**Given exercise:**
Reproduce the rows below word for word, beginning at the line that contains "of the distant" and stopping after the line that contains "[[461, 299]]". Include both of those lines and nothing else.

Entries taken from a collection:
┌────────
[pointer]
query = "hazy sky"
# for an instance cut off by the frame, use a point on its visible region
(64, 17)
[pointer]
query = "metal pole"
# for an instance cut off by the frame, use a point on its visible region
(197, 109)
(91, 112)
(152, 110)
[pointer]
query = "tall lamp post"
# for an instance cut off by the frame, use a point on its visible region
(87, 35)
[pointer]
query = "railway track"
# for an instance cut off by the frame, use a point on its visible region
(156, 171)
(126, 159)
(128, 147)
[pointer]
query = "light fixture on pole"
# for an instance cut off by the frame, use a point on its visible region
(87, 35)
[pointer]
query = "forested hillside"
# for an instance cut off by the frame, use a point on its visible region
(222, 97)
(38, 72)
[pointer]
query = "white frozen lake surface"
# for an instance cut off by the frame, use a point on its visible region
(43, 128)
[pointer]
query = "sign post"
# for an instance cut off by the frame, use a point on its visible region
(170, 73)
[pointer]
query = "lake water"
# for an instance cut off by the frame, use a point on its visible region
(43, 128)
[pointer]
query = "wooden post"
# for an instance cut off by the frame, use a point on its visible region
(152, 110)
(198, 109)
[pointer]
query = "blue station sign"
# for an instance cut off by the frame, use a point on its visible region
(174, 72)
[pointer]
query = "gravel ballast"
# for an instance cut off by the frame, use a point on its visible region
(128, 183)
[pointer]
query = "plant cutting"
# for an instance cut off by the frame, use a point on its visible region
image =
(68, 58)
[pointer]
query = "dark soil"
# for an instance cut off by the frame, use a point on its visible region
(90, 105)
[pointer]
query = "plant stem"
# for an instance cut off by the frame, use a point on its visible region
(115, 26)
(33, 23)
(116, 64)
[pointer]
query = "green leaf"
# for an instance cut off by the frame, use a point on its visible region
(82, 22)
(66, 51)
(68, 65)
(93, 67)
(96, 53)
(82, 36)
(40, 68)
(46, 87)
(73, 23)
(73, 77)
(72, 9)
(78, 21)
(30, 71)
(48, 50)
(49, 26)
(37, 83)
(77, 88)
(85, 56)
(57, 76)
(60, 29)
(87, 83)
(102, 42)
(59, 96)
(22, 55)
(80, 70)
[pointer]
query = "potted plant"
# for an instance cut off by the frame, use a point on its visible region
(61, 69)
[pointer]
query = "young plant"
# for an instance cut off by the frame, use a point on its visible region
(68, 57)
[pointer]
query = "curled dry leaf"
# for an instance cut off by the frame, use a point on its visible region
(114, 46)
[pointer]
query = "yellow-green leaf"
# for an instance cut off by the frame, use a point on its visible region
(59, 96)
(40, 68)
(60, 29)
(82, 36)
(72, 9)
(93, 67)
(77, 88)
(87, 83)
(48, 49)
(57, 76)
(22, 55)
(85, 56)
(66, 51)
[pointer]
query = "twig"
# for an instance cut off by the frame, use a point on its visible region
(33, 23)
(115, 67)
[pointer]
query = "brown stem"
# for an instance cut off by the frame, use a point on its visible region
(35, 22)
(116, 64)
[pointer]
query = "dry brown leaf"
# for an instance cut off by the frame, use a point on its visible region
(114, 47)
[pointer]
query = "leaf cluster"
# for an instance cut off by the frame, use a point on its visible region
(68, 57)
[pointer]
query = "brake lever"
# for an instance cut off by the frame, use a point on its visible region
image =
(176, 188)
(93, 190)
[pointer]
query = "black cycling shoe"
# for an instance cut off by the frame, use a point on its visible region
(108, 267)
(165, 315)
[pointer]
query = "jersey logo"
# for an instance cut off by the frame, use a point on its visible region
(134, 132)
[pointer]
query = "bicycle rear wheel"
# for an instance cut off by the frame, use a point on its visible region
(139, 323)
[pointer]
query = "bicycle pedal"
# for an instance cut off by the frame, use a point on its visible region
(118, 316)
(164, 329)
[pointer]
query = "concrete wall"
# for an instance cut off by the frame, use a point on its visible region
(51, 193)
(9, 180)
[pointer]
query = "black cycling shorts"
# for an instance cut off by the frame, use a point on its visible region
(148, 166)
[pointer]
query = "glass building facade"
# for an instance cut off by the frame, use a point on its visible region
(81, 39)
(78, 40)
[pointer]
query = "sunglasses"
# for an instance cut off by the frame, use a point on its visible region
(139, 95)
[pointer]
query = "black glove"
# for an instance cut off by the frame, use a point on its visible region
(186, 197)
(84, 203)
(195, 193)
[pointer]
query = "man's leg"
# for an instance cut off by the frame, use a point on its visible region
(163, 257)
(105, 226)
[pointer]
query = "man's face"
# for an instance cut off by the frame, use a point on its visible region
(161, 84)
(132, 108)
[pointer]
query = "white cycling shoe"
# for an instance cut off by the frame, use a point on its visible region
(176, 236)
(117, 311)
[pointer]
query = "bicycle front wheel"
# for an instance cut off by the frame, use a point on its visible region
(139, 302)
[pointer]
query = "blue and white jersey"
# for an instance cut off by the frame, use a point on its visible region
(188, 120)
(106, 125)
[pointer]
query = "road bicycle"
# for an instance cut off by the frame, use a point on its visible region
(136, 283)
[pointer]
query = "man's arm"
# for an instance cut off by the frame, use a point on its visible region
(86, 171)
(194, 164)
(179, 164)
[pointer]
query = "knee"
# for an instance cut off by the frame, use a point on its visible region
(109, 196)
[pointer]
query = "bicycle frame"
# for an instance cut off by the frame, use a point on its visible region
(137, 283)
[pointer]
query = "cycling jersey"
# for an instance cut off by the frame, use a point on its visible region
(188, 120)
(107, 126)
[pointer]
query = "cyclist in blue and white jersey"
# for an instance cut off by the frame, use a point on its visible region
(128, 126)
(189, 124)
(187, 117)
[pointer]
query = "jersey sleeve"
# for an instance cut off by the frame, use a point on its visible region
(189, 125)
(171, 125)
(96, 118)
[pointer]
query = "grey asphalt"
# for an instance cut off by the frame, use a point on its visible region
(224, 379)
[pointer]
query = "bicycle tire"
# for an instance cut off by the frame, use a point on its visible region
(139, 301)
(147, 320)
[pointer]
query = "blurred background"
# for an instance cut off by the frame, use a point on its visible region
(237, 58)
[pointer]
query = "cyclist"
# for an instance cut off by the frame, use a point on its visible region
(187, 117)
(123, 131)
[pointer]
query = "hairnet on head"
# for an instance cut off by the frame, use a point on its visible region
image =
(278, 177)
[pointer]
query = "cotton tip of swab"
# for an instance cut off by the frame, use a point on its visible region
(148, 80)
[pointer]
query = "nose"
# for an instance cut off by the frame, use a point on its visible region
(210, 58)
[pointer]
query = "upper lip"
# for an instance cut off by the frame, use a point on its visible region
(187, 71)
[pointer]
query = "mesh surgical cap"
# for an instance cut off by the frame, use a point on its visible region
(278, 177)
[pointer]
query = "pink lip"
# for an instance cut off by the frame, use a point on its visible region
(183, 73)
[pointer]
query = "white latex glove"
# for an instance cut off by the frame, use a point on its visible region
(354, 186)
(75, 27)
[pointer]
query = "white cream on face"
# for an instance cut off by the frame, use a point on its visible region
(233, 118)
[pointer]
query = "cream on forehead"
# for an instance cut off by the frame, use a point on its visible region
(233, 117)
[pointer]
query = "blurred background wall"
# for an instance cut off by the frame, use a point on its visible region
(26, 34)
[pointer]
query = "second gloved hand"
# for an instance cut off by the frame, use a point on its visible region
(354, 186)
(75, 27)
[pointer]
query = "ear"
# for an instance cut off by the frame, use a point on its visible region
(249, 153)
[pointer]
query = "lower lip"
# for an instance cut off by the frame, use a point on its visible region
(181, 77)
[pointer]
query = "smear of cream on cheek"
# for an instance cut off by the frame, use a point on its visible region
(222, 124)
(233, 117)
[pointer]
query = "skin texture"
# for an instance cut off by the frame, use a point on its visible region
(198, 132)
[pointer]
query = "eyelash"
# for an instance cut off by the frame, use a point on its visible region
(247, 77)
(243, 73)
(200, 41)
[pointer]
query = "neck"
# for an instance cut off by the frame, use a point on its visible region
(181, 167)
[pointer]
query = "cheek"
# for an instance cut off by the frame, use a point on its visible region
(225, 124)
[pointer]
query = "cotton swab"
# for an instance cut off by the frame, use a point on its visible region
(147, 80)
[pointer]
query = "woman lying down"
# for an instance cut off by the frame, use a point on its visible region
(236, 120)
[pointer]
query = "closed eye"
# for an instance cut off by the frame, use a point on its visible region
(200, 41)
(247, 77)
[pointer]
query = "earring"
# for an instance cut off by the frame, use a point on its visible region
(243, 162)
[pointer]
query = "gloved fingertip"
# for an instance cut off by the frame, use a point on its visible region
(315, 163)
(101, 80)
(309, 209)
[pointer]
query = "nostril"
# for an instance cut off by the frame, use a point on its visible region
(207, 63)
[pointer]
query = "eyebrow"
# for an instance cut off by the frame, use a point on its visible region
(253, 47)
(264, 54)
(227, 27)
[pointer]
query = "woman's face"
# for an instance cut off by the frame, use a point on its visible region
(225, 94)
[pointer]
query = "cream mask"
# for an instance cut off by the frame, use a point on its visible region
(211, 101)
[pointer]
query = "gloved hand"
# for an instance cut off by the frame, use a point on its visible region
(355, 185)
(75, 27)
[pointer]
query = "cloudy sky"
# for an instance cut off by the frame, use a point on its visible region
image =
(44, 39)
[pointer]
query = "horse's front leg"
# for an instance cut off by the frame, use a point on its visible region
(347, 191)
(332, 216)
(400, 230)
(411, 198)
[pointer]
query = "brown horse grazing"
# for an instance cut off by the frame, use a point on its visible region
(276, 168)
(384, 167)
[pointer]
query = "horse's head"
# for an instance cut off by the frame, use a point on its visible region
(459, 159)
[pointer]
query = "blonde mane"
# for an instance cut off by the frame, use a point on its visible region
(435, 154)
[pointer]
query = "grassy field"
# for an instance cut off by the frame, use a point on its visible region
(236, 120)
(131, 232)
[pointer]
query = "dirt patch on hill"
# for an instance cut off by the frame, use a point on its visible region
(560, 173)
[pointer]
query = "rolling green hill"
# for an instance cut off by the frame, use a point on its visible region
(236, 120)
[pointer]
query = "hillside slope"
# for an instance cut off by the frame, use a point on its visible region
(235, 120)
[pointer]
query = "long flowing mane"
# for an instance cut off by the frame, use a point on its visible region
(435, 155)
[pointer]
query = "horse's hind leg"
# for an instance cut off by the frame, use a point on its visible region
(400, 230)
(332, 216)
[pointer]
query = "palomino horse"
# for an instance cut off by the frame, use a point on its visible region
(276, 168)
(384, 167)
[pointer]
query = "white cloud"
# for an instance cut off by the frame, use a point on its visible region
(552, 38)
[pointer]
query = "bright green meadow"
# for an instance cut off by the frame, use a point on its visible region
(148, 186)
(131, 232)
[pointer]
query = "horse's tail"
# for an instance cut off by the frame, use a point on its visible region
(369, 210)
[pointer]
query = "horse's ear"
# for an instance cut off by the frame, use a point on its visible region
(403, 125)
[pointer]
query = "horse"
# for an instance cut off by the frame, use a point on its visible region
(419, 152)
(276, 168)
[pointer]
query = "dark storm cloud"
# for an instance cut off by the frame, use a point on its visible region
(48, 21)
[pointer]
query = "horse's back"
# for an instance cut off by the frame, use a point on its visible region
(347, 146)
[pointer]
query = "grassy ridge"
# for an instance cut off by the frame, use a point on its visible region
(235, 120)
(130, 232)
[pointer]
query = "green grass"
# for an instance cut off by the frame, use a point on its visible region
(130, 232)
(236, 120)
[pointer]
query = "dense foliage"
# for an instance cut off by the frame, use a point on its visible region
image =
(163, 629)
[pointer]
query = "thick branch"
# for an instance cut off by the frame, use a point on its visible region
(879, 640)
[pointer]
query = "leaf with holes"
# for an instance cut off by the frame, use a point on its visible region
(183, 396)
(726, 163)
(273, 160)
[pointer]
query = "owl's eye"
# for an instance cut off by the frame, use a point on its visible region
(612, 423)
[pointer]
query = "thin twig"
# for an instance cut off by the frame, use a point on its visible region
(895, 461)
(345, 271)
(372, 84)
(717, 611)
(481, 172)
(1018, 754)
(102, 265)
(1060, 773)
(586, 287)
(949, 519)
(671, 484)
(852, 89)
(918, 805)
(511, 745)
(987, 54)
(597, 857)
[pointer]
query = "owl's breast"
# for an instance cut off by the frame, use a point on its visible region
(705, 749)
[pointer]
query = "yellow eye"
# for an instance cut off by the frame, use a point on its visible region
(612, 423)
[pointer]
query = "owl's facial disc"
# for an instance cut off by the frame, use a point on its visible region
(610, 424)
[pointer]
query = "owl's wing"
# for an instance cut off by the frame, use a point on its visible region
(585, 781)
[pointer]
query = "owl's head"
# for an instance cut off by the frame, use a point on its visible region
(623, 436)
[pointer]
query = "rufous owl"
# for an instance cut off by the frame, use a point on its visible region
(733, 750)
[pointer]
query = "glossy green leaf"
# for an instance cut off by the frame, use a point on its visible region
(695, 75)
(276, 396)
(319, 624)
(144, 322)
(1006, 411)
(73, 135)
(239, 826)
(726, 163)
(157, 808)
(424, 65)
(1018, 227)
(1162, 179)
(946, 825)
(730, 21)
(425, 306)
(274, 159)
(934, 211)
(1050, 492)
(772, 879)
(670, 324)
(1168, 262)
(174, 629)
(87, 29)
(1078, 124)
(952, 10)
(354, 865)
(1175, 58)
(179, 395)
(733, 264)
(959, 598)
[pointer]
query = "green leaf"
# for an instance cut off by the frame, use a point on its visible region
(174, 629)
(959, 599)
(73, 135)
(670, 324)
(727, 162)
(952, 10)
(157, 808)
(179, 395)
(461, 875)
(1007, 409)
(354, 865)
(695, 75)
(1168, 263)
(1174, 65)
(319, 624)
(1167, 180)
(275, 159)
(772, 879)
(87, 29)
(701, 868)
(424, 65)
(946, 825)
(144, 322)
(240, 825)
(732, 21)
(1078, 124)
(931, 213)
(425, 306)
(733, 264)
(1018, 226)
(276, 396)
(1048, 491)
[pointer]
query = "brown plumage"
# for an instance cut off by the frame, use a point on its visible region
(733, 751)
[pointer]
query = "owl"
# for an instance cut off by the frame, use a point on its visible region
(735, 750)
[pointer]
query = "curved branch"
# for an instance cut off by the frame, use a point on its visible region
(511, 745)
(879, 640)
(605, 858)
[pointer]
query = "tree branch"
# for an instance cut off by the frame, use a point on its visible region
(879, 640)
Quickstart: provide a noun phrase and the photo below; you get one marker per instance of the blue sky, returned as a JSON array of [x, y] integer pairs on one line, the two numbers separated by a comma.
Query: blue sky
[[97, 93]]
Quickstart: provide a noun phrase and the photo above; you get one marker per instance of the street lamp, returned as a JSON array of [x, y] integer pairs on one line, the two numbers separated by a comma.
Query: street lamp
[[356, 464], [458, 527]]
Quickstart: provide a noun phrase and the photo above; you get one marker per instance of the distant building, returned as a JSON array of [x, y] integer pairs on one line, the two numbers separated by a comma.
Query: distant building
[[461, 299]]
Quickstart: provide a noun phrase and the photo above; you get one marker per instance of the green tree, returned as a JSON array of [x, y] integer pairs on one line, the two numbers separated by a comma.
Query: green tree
└────────
**The response:**
Quickstart: provide a noun phrase and the photo above; you get one marker per instance of the distant building, returned as a JSON array of [x, y] integer pairs on one line, the two numbers separated by a comma.
Query: distant building
[[461, 299]]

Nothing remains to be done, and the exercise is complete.